ROWS:

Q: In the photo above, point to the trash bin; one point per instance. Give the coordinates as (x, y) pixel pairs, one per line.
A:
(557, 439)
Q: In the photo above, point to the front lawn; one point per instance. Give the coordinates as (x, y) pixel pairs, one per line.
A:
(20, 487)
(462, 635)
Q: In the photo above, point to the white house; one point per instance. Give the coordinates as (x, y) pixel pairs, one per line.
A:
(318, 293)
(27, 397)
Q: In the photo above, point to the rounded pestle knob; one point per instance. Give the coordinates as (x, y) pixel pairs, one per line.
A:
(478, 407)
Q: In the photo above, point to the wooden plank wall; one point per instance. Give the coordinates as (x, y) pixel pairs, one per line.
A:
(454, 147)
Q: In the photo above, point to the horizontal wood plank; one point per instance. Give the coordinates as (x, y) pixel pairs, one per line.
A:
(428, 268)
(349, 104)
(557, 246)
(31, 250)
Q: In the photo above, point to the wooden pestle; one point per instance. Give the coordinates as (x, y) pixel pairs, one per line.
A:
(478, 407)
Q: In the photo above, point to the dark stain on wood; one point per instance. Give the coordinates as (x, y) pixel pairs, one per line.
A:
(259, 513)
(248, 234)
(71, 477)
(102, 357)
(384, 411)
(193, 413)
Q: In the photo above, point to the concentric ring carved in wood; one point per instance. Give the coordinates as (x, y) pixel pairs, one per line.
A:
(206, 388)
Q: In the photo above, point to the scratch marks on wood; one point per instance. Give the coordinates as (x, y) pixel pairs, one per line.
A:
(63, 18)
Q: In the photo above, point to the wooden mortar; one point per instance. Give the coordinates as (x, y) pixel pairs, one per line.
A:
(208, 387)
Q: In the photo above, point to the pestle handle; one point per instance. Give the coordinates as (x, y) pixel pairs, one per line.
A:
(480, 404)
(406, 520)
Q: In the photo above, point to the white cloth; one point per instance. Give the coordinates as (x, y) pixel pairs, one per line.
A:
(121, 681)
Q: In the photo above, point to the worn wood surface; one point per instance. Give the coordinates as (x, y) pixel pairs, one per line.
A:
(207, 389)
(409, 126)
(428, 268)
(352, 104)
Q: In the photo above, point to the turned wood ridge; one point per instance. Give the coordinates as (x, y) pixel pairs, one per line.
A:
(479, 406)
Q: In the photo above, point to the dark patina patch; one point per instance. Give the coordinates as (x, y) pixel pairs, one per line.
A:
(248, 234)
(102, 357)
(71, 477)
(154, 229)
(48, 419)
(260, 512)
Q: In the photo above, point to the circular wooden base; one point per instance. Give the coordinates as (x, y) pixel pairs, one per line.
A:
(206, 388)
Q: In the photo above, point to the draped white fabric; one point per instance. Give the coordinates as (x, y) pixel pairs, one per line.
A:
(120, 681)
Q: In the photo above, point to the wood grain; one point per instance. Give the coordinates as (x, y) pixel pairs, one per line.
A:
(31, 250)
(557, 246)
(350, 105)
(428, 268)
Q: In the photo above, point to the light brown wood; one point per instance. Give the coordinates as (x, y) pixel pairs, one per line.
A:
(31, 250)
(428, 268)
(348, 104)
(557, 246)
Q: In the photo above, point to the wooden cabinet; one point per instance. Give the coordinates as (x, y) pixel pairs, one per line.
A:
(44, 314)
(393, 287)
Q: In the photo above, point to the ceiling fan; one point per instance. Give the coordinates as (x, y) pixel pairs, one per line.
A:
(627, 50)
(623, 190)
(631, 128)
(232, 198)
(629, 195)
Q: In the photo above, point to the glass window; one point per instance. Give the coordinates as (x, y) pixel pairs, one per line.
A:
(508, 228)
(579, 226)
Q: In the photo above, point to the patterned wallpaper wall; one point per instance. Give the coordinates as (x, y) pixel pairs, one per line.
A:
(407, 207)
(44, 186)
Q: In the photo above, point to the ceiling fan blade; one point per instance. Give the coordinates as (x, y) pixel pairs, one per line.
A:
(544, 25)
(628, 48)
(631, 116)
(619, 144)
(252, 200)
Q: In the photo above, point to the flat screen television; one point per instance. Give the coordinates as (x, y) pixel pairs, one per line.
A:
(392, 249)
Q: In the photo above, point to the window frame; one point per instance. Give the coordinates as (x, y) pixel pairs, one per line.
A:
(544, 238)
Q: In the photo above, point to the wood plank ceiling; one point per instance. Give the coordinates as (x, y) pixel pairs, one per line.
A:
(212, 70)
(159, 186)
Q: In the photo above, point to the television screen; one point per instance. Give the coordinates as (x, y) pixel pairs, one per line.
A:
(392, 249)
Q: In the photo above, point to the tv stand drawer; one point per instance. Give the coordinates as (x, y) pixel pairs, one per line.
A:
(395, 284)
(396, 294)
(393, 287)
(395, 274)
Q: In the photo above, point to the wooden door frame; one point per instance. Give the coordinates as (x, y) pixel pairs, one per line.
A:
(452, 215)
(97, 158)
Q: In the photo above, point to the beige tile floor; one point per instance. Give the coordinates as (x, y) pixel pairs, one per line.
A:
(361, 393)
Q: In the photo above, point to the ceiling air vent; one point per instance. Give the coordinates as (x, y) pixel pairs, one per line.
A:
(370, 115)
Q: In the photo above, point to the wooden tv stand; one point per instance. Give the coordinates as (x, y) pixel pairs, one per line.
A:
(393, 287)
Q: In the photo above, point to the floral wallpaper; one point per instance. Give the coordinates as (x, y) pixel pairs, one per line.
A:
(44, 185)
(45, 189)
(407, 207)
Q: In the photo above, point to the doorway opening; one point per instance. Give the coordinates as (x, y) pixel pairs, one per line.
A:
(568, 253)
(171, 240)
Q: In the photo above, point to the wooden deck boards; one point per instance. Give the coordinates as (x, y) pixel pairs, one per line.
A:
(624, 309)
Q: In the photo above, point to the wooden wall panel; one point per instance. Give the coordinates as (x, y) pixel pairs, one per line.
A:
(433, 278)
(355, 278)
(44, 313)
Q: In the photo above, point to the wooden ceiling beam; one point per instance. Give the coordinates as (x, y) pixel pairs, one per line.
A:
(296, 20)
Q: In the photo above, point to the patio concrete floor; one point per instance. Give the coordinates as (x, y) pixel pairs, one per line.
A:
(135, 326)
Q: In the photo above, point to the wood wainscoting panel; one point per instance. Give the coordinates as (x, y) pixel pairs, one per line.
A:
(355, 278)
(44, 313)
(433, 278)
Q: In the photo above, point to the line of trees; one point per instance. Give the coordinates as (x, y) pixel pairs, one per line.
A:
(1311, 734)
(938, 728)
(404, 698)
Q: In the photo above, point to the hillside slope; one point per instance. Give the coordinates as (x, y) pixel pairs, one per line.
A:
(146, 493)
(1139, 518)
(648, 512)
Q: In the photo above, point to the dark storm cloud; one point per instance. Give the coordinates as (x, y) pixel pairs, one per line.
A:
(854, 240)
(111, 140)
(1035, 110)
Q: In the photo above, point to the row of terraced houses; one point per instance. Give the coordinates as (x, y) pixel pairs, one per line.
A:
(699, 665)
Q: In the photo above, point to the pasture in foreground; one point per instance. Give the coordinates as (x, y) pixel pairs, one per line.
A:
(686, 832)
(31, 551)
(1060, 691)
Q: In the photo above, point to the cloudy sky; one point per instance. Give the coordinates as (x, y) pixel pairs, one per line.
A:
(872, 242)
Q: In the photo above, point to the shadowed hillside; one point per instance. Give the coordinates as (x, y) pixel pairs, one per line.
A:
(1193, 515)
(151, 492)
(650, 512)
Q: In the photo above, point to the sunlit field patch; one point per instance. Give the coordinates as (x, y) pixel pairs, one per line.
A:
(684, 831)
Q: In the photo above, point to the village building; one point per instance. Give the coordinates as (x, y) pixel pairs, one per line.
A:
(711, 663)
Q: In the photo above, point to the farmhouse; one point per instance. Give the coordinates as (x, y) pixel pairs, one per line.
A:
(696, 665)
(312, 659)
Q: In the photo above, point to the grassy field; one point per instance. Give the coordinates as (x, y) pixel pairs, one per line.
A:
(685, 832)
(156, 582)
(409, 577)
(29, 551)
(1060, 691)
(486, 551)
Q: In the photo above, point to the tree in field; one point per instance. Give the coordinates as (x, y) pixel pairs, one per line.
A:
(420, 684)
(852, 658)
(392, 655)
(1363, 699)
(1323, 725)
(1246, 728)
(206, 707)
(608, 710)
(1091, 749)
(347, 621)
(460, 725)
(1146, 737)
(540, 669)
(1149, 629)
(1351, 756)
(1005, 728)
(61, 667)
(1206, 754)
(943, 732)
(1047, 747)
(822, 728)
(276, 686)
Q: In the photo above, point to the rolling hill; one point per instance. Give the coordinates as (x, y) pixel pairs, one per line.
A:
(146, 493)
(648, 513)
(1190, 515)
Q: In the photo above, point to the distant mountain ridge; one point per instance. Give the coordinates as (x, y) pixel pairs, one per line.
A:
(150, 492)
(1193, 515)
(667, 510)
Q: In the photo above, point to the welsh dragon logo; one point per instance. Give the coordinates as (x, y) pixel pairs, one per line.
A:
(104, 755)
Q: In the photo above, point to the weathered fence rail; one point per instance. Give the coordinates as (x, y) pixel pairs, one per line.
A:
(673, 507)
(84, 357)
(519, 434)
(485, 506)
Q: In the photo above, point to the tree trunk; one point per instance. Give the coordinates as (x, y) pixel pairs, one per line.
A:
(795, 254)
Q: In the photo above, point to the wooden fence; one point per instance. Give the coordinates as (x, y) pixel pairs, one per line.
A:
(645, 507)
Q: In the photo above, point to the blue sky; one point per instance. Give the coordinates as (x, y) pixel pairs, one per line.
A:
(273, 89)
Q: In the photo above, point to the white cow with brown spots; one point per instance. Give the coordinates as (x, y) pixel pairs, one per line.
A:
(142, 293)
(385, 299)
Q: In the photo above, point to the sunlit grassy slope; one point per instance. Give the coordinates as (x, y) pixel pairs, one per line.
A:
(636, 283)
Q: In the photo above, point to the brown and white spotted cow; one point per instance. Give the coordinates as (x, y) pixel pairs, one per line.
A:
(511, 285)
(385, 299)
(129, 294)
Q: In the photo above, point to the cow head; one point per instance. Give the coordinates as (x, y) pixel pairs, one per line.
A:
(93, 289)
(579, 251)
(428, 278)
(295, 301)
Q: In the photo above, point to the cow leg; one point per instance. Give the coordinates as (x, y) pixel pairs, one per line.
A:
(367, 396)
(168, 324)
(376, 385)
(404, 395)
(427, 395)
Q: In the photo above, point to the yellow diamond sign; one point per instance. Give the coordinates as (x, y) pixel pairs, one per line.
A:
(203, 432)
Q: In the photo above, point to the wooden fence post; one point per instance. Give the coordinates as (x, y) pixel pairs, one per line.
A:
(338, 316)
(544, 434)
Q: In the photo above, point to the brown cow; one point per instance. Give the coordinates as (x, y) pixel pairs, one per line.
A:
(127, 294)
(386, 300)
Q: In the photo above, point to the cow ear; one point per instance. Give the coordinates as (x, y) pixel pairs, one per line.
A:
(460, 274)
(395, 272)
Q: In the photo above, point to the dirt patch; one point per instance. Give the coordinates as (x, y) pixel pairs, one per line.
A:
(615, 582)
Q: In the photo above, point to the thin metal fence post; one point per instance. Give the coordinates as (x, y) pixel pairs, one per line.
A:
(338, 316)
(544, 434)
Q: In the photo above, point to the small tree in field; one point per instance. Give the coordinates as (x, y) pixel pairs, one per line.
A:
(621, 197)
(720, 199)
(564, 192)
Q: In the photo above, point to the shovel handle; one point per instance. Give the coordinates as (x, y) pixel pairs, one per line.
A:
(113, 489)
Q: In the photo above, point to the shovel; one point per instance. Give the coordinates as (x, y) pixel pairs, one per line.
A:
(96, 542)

DIRECTIVE: Please retype, exactly as written, every line from the line containing "Q: In the photo above, point to the small" through the last line of the records above, including both of those lines, and nothing else.

FULL RESPONSE:
Q: In the photo above, point to the small tree in field; one point per instance. Give the coordinates as (x, y) pixel pairs, one per line.
A:
(621, 197)
(720, 199)
(564, 192)
Q: In the photo above, point to the shovel handle; one point per instance. Give the coordinates as (x, y) pixel pairs, one per line.
A:
(113, 489)
Q: In the photo above, point to the shovel; one point per instance. Give the coordinates as (x, y) pixel pairs, one per line.
A:
(96, 542)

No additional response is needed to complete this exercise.